**Trabajo requerido**
Retome el texto sobre la Inquisición y Giordano Bruno y continúelo a partir de su última oración.

**Texto de lectura**
----
Y un poco más adelante concluye:

Debes ser entregado a la Corte secular, y por eso te entregamos a la Corte de vos monseñor Gobernador de Roma aquí presente, para castigarte con las debidas penas, rogándole eficazmente que quiera mitigar el rigor de la ley en la pena de tu persona, que sea sin peligro de muerte o mutilación de miembro”. 


Hipocresía Inquisitorial

He aquí un perfecto ejemplo de la santa hipocresía inquisitorial. El reo, procesado, interrogado, torturado y sentenciado por el Santo Oficio era finalmente entregado a la autoridad civil, al poder secular, para que fuese ejecutado sin demora. Pero en la sentencia condenatoria se incluía una petición de clemencia para que su relajación se llevara a cabo “sin peligro de muerte o mutilación de miembro”, aun a sabiendas de que tal cosa es imposible. Como sin duda intuirán nuestros perspicaces lectores, nadie puede ser arrojado al quemadero “sin peligro de muerte”. Pero esta era la forma que el tribunal inquisitorial tenía de lavarse las manos. Con total hipocresía, como hemos dicho. Aún así, algún que otro historiador con puntas de capellán reivindicativo se acoge a dicha petición para afirmar, muy resuelto, que no pueden ser atribuidas a la Iglesia de Roma las ejecuciones de los reos, pues estas eran verificadas por la autoridad civil. Lo que no añaden es que el poder secular carecía de potestad para revocar tales sentencias. Y aún más, ¿se atrevería un juez seglar a indultar a un condenado, afirmando, con riesgo de incurrir en herejía, que el hereje no es hereje?

Pero entremos ya en harina para ver cómo un filósofo se convierte en hereje y es llevado a la hoguera por un exceso de pensamiento.


Giordano Bruno

Giordano Bruno nació en Nola, cerca de Nápoles, en 1548. Su verdadero nombre era Filippo, pero lo cambió por el de Giordano a los diecisiete años, cuando vistió el hábito de novicio de la Orden de los Hermanos Predicadores en el Monasterio de San Doménico Maggiore, sito en la ciudad de Nápoles. Allí se ordenó sacerdote en 1573, y dos años más tarde se graduó en teología.
----
**Registros proporcionados**
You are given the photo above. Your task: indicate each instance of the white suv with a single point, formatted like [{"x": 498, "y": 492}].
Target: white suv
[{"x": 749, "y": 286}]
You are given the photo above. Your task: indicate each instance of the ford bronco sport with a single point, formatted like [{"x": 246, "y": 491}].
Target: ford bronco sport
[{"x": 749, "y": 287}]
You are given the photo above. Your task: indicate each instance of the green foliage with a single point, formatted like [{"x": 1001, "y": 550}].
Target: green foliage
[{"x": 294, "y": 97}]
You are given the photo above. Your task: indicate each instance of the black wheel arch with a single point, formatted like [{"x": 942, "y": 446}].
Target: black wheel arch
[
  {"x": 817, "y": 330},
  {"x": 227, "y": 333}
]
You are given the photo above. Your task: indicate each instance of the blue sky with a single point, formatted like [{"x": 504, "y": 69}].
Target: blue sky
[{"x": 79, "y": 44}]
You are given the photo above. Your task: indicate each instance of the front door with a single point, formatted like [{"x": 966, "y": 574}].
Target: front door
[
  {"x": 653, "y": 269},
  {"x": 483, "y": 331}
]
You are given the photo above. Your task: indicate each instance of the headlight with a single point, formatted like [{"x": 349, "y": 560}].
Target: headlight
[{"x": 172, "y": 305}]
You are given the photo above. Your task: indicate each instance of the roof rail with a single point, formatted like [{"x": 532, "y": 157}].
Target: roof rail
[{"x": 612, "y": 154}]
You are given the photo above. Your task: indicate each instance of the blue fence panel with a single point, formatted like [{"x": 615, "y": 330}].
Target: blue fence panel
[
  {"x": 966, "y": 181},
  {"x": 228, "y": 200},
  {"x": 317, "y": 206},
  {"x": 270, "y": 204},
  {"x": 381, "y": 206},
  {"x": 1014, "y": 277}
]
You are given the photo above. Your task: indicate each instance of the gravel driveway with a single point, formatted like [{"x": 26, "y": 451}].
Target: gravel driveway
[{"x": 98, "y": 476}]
----
**Resultado final**
Ahora bien, a este personaje no se le puede considerar un religioso en sentido estricto. A diferencia de otros teólogos que se deslizaron hacia la herejía por su heterodoxia en materia de fe, Giordano se desvincula muy pronto de sus pretensiones teológicas, derivando hacia un pensamiento puramente filosófico. Pero por aquel entonces la filosofía era una senda paralela a la de la religión, con la que en muchos momentos se cruza de modo inevitable. Y así, ya en 1576 va a entrar en disputas con sus compañeros dominicos por ciertas dudas doctrinales que le suscitaron las doctrinas protestantes, motivo por el cual abandona la vida monástica e inicia una verdadera peregrinación por Europa.

Desde este año, y hasta 1592, en que será encarcelado en una prisión inquisitorial, Giordano Bruno viaja por Roma, Lyon, Ginebra, Toulouse, París, Londres y finalmente Frankfurt. Son los años en que desarrolla toda su actividad como filósofo. Así se convierte en un pensador libre con ciertas preocupaciones en materia de fe, en el autentico iniciador del racionalismo moderno. Por toda Europa va dejando las huellas de su pensamiento, que publica aquí y allá en forma de libro. Los títulos de sus más importantes obras son éstos: De umbris idearum, Cantus circaeus, Sigillus sigillorum, Il candelaio, Cena delle ceneri, De la causa, Principio e Uno, De l’infinito, universo e modi, Spaccio della bestia trionfante, Cabala del Cavallo Pegaso e del Asino Cillenico, De gli eroici furori, De minimo, De monade, De inmenso et innumerabilibus y De imaginum compositione, que giran alrededor de cuestiones como el arte de la memoria artificial, el monismo panteísta, la negación de la autoridad filosófica del clero, las dudas sobre la Trinidad y la Encarnación del Verbo, la existencia de un alma universal, la infinitud del universo en contraposición a las tesis aristotélicas, la defensa del sistema copernicano o la exaltación de las virtudes civiles.


La filosofía de Giordano Bruno

La filosofía de Bruno es compleja y sobrepasa las pretensiones de esta crónica, por lo que me limitaré a decir que su conflicto con la iglesia de Roma, e incluso con la protestante, va a surgir de su planteamiento panteísta y de la valoración que él hace de la “religión natural” y de la “ética racional”. Para Bruno el universo es concebido como un todo unitario pero infinito, donde Dios coincide con la naturaleza, que va a ser considerada como un gran ser animado del que todos formamos parte. Así concebido, el universo no tiene centro, lo infinitamente grande coincide con lo infinitamente pequeño, pues es la expresión más acabada del infinito poder de Dios. En cuanto a la religión, Giordano Bruno parece entenderla como una herramienta necesaria para organizar la vida cívica de las masas que son incapaces de regirse por la razón, pero subordinada siempre al ámbito de lo racional, de la filosofía, de la que forma parte. Esta idea resulta ya totalmente revolucionaria, pues niega los postulados de Santo Tomás de Aquino, que consideraba a la filosofía como “esclava de la religión”.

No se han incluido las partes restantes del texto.